BEGIN Material provided

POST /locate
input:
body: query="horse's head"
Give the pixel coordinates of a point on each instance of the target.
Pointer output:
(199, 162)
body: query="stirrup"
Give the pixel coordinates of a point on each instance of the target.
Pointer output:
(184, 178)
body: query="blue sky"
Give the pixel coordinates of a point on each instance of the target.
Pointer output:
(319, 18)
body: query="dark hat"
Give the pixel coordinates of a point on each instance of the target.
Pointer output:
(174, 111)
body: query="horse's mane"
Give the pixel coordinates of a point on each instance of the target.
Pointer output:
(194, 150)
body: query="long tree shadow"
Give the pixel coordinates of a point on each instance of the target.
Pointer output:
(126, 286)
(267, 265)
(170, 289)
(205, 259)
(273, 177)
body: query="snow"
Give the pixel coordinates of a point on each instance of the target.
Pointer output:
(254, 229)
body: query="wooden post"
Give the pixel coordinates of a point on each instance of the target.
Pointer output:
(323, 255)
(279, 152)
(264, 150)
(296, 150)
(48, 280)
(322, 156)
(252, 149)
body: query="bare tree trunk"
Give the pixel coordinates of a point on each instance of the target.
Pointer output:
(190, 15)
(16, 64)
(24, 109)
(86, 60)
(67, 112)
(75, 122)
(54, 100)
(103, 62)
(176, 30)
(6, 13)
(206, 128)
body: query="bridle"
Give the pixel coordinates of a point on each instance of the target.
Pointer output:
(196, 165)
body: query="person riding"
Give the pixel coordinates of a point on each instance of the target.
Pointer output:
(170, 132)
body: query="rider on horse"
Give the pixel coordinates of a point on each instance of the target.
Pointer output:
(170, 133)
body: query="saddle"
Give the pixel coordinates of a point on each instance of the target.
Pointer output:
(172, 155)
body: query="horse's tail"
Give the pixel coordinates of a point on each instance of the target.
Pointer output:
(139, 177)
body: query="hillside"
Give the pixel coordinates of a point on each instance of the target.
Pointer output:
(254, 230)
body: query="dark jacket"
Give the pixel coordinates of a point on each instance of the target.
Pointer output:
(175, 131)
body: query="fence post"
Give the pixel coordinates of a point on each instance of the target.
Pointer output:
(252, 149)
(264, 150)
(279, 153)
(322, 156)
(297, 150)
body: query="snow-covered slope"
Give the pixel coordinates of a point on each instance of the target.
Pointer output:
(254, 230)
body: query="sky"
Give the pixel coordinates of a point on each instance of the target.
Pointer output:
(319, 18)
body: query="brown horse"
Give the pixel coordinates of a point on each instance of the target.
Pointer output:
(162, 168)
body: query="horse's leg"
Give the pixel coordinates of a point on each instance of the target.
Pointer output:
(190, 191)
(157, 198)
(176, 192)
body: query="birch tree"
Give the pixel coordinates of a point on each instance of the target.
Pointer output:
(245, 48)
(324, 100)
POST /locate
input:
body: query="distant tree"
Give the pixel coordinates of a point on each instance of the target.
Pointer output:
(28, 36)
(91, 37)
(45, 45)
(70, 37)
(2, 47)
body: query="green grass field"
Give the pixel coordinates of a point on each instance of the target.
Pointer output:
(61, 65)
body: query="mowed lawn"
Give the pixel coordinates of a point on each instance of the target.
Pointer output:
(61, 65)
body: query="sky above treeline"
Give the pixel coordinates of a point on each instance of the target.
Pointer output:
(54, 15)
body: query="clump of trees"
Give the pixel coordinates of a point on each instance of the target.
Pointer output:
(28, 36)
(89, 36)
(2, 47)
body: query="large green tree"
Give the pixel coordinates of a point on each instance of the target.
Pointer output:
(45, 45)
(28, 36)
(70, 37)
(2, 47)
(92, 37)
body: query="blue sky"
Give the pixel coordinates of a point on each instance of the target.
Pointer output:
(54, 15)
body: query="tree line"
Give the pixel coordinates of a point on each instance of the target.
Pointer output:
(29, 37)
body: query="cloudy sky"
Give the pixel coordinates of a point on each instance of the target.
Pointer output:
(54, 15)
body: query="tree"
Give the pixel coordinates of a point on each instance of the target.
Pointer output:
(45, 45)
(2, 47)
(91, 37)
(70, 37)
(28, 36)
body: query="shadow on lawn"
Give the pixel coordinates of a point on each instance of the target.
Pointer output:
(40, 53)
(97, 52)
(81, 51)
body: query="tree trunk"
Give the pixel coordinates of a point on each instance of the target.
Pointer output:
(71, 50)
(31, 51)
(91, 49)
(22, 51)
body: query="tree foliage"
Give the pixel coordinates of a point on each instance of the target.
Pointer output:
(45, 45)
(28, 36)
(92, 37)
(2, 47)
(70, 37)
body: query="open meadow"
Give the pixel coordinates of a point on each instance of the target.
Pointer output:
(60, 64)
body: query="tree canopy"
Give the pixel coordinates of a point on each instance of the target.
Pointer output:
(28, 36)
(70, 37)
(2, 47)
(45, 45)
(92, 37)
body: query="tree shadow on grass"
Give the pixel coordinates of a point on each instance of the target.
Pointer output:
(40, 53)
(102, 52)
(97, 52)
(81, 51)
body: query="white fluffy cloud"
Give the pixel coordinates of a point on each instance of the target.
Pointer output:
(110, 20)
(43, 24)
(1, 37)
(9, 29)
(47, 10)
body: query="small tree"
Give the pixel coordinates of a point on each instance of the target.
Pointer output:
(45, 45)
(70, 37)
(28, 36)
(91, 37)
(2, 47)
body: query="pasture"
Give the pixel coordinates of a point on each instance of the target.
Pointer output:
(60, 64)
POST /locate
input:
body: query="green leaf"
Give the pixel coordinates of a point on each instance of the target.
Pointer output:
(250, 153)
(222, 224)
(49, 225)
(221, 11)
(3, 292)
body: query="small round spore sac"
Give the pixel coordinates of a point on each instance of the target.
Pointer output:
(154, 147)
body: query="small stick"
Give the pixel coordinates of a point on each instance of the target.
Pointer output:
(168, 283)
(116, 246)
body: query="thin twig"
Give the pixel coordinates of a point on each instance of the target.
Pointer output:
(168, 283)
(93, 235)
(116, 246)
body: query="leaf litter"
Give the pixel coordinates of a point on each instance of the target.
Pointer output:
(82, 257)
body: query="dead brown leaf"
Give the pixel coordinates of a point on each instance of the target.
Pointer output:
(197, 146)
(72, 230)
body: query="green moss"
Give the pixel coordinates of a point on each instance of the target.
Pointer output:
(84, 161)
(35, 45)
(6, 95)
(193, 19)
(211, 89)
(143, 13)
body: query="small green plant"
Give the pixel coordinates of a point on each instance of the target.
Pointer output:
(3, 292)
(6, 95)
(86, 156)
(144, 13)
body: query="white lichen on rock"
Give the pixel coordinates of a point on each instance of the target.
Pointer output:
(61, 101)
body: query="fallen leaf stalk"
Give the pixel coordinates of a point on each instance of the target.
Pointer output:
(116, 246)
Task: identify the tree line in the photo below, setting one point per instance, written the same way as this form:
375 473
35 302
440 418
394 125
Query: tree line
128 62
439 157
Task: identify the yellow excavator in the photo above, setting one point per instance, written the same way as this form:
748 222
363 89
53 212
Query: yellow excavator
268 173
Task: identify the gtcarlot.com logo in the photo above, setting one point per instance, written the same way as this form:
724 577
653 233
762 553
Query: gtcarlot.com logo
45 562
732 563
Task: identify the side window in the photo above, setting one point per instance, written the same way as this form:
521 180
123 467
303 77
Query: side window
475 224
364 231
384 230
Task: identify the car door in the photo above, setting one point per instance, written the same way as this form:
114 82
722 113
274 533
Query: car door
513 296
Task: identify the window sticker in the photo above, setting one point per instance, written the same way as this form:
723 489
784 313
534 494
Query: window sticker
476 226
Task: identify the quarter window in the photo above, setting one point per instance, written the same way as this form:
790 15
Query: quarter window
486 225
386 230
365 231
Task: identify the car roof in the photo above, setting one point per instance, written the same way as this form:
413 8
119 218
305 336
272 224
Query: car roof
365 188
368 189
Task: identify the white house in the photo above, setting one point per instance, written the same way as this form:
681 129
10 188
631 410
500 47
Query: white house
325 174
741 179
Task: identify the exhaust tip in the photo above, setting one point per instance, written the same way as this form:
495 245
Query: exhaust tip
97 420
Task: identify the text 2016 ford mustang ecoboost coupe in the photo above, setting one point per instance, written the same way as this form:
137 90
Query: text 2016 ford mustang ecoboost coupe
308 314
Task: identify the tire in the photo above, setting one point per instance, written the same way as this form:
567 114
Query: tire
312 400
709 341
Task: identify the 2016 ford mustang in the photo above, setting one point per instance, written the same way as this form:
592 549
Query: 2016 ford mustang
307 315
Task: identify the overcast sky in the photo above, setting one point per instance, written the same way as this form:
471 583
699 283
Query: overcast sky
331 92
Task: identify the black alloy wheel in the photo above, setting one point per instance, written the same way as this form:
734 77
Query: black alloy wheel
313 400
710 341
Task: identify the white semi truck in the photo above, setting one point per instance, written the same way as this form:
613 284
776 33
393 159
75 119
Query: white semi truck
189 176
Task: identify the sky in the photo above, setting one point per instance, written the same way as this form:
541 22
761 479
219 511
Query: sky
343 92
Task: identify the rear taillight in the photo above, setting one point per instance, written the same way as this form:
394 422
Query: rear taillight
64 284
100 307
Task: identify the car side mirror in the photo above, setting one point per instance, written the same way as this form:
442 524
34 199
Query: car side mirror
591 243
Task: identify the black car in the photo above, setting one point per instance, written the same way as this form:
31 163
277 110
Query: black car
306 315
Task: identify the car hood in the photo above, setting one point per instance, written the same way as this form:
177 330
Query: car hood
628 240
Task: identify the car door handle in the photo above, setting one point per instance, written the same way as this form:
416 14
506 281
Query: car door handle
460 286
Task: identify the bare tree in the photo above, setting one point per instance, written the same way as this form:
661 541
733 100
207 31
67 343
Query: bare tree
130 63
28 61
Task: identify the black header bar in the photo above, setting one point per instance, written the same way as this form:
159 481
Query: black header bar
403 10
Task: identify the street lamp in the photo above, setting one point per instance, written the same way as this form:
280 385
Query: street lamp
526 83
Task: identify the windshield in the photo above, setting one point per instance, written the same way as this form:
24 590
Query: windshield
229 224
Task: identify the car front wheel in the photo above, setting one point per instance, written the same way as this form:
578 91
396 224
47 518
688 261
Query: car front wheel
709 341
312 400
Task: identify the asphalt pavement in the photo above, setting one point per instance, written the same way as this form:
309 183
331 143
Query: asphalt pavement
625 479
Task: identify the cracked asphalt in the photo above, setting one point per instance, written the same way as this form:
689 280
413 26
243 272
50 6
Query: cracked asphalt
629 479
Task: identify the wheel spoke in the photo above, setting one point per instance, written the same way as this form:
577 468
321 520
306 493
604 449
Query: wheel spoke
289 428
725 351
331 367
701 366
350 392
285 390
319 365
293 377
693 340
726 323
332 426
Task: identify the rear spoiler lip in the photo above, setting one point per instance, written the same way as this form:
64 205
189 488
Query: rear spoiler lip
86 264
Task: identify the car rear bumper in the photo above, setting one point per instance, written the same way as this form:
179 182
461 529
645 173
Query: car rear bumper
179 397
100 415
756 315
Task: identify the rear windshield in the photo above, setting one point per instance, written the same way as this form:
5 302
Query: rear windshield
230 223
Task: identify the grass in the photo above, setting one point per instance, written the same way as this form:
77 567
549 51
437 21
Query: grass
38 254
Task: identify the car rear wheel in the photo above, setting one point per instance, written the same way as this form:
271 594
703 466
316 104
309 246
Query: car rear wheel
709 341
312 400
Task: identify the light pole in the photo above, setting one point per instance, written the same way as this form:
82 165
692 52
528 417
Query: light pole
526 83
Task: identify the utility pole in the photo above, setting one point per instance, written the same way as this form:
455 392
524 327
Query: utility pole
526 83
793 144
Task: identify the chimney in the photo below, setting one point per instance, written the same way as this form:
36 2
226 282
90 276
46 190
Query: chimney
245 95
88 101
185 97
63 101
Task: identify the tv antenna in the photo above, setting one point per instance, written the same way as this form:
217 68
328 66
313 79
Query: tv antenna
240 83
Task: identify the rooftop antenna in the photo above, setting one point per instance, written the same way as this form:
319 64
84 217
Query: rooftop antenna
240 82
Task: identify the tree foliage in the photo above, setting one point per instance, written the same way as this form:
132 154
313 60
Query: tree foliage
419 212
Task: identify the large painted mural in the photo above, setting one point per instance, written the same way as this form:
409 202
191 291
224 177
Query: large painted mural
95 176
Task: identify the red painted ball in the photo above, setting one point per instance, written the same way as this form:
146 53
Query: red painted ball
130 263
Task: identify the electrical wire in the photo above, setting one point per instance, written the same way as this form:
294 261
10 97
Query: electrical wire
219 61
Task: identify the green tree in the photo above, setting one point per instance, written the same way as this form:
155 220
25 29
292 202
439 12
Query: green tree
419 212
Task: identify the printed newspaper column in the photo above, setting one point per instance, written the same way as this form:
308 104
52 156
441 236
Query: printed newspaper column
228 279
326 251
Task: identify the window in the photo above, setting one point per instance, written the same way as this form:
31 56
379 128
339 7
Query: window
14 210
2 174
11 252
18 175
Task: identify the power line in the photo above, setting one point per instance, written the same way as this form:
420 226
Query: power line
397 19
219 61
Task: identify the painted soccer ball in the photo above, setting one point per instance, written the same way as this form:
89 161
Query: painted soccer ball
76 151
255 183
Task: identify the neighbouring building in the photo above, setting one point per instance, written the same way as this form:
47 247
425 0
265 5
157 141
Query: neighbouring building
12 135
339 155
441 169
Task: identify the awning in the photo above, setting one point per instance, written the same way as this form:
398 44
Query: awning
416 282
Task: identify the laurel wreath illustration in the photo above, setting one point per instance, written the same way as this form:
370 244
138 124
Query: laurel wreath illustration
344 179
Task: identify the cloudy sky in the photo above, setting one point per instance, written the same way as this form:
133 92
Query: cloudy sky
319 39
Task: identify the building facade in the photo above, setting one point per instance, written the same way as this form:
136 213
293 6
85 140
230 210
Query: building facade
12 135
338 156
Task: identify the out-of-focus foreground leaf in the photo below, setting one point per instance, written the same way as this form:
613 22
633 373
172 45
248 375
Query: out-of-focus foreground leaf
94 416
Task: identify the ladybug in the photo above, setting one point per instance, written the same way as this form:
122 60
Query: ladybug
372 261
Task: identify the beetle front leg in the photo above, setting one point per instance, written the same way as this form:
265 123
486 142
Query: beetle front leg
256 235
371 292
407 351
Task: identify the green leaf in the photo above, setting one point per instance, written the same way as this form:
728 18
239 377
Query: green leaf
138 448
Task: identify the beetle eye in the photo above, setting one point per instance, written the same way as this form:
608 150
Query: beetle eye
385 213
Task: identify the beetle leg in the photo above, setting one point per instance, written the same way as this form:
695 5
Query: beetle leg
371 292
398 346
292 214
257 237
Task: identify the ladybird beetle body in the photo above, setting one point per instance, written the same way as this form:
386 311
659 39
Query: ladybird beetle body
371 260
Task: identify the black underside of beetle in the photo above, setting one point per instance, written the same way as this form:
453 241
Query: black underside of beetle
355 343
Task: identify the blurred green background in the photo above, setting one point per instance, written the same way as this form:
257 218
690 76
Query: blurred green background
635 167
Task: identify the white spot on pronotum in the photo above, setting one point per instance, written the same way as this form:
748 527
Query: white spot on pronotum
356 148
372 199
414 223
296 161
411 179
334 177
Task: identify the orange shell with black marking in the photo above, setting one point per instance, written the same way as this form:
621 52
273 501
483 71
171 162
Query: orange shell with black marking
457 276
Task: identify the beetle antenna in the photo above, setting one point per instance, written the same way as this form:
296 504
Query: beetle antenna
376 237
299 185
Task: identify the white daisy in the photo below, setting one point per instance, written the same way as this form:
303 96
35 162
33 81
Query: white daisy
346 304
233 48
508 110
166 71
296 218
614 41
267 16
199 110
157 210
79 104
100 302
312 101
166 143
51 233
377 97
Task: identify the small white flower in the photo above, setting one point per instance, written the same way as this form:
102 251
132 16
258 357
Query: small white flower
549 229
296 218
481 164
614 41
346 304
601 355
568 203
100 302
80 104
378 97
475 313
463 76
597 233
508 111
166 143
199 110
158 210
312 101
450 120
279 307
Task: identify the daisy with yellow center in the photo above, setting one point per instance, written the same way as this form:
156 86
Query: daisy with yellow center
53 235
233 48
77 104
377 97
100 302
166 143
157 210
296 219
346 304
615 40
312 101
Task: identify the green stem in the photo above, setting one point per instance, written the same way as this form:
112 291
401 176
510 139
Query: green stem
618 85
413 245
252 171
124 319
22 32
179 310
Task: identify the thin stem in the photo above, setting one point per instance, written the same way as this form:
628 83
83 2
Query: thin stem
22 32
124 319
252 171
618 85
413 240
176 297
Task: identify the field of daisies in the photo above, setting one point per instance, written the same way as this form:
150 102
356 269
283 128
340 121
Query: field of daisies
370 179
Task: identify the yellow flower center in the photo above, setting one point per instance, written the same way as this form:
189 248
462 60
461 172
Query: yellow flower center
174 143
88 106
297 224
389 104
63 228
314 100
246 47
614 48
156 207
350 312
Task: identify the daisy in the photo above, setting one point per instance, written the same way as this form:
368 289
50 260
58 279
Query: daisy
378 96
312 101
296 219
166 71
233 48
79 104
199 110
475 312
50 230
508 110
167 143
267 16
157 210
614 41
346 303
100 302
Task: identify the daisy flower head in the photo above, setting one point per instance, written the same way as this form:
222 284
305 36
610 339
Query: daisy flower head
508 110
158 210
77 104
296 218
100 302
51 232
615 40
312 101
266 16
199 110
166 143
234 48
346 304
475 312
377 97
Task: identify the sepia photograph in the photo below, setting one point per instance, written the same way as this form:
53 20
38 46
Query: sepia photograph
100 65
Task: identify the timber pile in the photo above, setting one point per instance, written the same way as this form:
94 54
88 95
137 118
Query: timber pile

END Material provided

**Problem to solve**
Each line in the material above that mentions the word "trunk" must be copied.

**Exercise result**
body: query="bare tree trunk"
body: query="tree trunk"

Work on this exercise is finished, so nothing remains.